(Records of labeled points)
┌──
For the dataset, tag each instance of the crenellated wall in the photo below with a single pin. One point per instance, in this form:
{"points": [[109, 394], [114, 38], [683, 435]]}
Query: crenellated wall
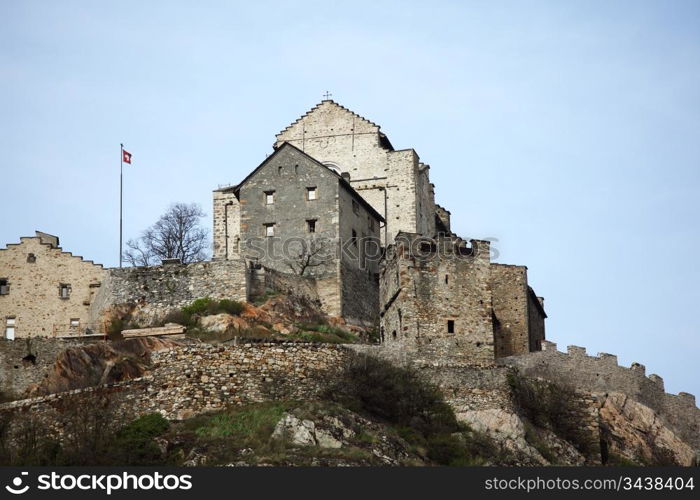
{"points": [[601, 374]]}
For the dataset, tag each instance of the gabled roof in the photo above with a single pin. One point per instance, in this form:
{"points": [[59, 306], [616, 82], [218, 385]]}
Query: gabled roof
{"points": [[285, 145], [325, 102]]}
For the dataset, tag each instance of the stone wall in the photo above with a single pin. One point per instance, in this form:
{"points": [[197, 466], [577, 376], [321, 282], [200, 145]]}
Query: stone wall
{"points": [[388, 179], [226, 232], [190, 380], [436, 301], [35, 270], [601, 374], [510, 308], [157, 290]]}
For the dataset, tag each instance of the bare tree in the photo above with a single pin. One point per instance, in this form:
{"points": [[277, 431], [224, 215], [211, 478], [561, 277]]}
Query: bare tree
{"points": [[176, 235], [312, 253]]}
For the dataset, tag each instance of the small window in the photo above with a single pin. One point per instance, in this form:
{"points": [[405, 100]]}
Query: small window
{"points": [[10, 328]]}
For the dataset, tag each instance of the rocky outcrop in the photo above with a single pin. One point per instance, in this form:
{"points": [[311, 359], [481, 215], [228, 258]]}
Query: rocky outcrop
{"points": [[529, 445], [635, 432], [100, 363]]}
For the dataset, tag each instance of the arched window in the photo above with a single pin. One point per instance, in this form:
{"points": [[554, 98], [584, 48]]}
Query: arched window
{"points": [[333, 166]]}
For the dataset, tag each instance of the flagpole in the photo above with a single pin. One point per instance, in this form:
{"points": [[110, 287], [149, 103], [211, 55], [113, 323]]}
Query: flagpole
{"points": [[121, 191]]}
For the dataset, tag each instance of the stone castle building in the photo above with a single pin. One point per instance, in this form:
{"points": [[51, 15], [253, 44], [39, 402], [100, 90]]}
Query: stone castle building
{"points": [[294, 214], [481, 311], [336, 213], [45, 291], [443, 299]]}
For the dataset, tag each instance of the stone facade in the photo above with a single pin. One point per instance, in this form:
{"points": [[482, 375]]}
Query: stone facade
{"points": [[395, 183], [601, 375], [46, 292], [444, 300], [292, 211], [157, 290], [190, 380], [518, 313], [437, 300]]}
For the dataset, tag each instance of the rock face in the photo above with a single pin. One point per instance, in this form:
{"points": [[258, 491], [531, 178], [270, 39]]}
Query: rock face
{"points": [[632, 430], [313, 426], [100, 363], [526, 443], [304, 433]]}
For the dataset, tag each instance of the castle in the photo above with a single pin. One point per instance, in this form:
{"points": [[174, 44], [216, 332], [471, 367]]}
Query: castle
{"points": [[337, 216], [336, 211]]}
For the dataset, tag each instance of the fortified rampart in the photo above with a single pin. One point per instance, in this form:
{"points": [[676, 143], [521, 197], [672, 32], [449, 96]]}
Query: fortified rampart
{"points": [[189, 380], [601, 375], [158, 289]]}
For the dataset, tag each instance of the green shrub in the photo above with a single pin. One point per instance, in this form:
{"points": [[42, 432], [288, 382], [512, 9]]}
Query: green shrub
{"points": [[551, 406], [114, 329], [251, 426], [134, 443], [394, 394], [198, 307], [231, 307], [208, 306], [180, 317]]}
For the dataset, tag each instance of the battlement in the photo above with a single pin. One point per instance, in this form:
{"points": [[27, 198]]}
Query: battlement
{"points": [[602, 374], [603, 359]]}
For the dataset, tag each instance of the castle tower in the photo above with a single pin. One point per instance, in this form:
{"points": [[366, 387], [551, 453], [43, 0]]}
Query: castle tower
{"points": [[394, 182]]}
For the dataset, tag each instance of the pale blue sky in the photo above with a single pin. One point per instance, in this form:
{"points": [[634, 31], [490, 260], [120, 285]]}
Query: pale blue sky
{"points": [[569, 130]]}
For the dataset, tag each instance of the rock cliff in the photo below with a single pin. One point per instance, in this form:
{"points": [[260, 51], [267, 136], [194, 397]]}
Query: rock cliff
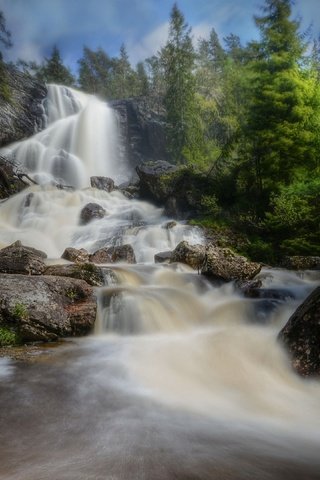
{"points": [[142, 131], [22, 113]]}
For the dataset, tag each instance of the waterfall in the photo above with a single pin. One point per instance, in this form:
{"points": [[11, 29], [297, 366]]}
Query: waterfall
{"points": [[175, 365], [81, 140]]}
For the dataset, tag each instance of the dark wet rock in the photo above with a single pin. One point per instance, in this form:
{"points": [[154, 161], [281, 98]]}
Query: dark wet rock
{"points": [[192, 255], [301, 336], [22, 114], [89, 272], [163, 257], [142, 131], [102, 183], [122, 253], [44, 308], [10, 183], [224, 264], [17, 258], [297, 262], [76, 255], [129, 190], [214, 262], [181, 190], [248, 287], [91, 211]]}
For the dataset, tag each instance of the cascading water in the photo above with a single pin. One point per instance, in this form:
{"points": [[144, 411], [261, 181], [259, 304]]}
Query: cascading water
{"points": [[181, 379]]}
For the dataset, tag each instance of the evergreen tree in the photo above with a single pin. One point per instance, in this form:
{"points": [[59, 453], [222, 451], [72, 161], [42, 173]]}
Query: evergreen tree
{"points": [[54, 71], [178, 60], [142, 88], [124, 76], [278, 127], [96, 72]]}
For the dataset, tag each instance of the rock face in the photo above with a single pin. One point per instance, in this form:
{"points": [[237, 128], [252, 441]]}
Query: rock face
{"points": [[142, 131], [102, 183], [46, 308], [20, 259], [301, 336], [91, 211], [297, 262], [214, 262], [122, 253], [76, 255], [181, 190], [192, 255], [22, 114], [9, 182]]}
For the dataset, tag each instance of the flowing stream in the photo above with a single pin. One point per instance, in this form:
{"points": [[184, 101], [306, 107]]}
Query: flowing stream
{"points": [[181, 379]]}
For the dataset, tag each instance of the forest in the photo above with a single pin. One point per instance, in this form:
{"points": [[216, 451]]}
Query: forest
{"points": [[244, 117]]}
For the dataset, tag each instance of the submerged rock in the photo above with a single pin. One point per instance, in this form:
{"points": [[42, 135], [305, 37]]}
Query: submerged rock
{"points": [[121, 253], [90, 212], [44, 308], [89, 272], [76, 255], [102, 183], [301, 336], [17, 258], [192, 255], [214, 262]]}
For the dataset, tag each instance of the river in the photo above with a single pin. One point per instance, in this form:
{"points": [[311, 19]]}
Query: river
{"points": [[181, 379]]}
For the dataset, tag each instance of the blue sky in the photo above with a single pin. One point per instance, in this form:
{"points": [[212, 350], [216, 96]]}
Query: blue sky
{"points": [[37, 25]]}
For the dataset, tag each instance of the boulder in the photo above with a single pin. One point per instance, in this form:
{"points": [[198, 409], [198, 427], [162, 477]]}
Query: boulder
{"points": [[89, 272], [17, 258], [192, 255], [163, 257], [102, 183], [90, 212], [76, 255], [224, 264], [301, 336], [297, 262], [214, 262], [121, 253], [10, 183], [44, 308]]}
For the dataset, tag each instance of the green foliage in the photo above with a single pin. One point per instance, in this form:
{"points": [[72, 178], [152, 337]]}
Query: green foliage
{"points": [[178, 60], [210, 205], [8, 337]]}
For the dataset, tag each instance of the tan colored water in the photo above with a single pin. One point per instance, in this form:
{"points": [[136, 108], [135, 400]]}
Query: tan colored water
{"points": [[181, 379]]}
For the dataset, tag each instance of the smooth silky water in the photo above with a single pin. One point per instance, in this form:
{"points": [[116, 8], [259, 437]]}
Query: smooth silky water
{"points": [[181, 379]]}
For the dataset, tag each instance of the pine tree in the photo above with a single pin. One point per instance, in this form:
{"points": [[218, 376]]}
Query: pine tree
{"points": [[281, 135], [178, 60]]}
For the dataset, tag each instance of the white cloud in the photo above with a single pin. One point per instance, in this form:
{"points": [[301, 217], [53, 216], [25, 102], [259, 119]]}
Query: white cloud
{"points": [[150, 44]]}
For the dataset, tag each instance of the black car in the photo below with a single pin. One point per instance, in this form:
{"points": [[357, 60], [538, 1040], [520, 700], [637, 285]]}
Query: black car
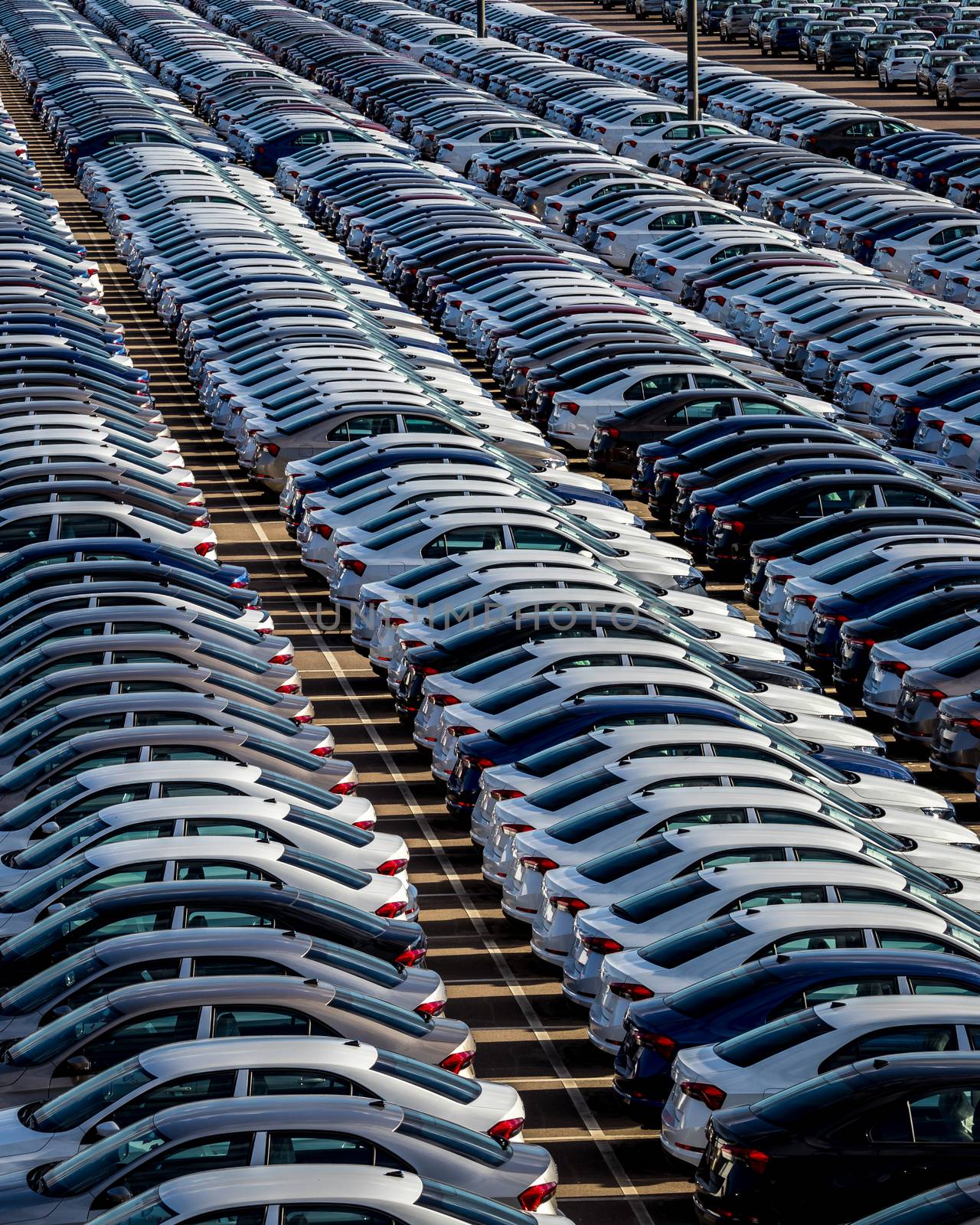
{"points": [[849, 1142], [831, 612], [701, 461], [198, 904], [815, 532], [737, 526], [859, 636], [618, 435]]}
└──
Set task
Leave out every picture and write out exactly the lines running from the line containing "For the dataset, tag each instance of the green foliage" to the end of the listing above.

Worked solution
For the dataset, tag each instance of the green foliage in the photo above with a single pin. One point per instance, in this form:
{"points": [[72, 178], [152, 337]]}
Query: green foliage
{"points": [[178, 60], [210, 205], [8, 337]]}
For the dataset, tag each instance of the tan colored water in the photo above with a single pin. One point per instance, in this form:
{"points": [[136, 108], [135, 400]]}
Query: tan colored water
{"points": [[181, 379]]}
For the dataset, tag each instance of the smooth silky water in the photo above with a single pin. One point per instance, in this form:
{"points": [[116, 8], [259, 437]]}
Query: smooth silky water
{"points": [[181, 379]]}
For the dataset, tag each instance of the pine tree in the photo above with a single pin. One point per instance, in this form:
{"points": [[218, 376]]}
Query: pine tree
{"points": [[281, 135], [178, 60]]}
For the dataset, tag each instance of the white cloud in the photo above with a single pin. One point per instance, in this form:
{"points": [[301, 217], [53, 216], [25, 102], [259, 119]]}
Query: white cloud
{"points": [[150, 44]]}
For the dataset, tag each instance of the black car in the photo below with a single pin. One point per instance, in this form:
{"points": [[357, 60], [538, 1040], [520, 700], [637, 285]]}
Query: black car
{"points": [[849, 1142], [831, 612], [701, 461], [198, 904], [815, 532], [737, 526], [859, 636], [618, 435]]}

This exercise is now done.